## PROBLEM STATEMENT
Reproduce the material below word for word, line by line, with no changes.

## SOURCE MATERIAL
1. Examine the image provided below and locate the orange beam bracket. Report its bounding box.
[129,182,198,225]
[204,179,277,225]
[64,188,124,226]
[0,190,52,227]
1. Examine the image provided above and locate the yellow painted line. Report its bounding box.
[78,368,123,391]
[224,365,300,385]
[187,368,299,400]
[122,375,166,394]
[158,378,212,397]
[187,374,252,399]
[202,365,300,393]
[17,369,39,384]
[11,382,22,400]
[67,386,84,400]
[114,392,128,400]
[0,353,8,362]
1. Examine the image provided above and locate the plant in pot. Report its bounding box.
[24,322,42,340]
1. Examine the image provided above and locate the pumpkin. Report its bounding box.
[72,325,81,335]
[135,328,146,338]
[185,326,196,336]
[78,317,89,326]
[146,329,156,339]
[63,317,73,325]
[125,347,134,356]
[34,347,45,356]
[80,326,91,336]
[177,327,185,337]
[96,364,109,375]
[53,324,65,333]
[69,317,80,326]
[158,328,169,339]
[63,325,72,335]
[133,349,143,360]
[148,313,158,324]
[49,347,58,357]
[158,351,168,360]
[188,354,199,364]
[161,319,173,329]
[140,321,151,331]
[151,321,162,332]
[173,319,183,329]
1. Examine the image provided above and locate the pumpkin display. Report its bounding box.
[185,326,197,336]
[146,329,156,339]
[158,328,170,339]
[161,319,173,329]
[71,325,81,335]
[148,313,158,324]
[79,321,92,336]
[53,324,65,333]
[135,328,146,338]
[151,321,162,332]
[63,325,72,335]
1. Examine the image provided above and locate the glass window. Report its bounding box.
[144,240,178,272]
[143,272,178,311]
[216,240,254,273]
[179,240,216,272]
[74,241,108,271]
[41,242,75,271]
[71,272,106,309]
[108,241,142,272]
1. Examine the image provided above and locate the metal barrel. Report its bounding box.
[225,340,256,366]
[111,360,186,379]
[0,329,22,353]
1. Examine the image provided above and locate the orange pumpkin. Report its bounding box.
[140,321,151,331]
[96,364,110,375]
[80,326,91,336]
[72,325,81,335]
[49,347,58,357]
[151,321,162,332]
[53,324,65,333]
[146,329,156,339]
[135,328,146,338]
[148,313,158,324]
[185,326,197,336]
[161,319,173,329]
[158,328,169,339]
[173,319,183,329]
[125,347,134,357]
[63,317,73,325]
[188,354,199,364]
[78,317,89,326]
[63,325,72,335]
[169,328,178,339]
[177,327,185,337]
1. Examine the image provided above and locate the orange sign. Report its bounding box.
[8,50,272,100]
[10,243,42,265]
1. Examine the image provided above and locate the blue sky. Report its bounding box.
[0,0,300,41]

## CORRECT OUTPUT
1. Examine the image provided below and locate the orange beam bracket. Report its bounding box.
[129,182,198,225]
[204,179,277,225]
[64,188,124,226]
[0,190,52,227]
1. Examine the image provided above and locate the yellow painted line. Report its bounding box.
[78,368,123,391]
[224,365,300,385]
[187,368,299,400]
[122,375,166,394]
[158,378,212,397]
[187,374,252,399]
[202,365,300,393]
[17,369,39,384]
[11,382,22,400]
[67,386,84,400]
[114,392,128,400]
[0,353,8,362]
1. Examine the image provided above and locate the plant in pot. Report its bounding box.
[24,322,42,340]
1. Examine the image provided above and locate the pumpkin. Report its bounding box.
[72,325,81,335]
[135,328,146,338]
[185,326,196,336]
[78,317,89,326]
[146,329,156,339]
[63,317,73,325]
[125,347,134,356]
[34,347,45,356]
[80,326,91,336]
[177,327,185,337]
[96,364,109,375]
[53,324,65,333]
[69,317,80,326]
[158,328,169,339]
[63,325,72,335]
[133,349,143,360]
[148,313,158,324]
[49,347,58,357]
[158,351,168,360]
[188,354,199,364]
[161,319,173,329]
[140,321,151,331]
[151,321,162,332]
[173,319,183,329]
1. Examine the image provided above and locate the pumpkin display. Report its bounding box.
[185,326,197,336]
[146,329,156,339]
[158,328,170,339]
[161,319,173,329]
[71,325,81,335]
[148,313,158,324]
[79,321,92,336]
[53,324,65,333]
[135,328,146,338]
[151,321,162,332]
[63,325,72,335]
1. Examine the image provided above and locate the glass window. Report its bounding box.
[144,240,178,272]
[143,272,178,311]
[216,240,254,273]
[179,240,216,272]
[74,241,108,271]
[41,242,75,271]
[71,272,106,309]
[108,241,142,272]
1. Examine the image provided above and locate the metal barrel. Report its bounding box.
[225,340,256,366]
[111,360,186,379]
[0,329,22,353]
1. Examine the image provided above and locate the orange pumpkin. Report its bounding box.
[140,321,151,331]
[96,364,110,375]
[80,326,91,336]
[72,325,81,335]
[49,347,58,357]
[151,321,162,332]
[53,324,65,333]
[146,329,156,339]
[135,328,146,338]
[148,313,158,324]
[185,326,197,336]
[161,319,173,329]
[158,328,169,339]
[173,319,183,329]
[125,347,134,357]
[63,317,73,325]
[188,354,199,364]
[78,317,89,326]
[63,325,72,335]
[169,328,178,339]
[177,327,185,337]
1. Examine the image provided above and locate the orange sign. Report its bounding box.
[8,50,272,100]
[10,243,42,265]
1. Examine the image provided above and locate the blue sky. Report its bounding box.
[0,0,300,41]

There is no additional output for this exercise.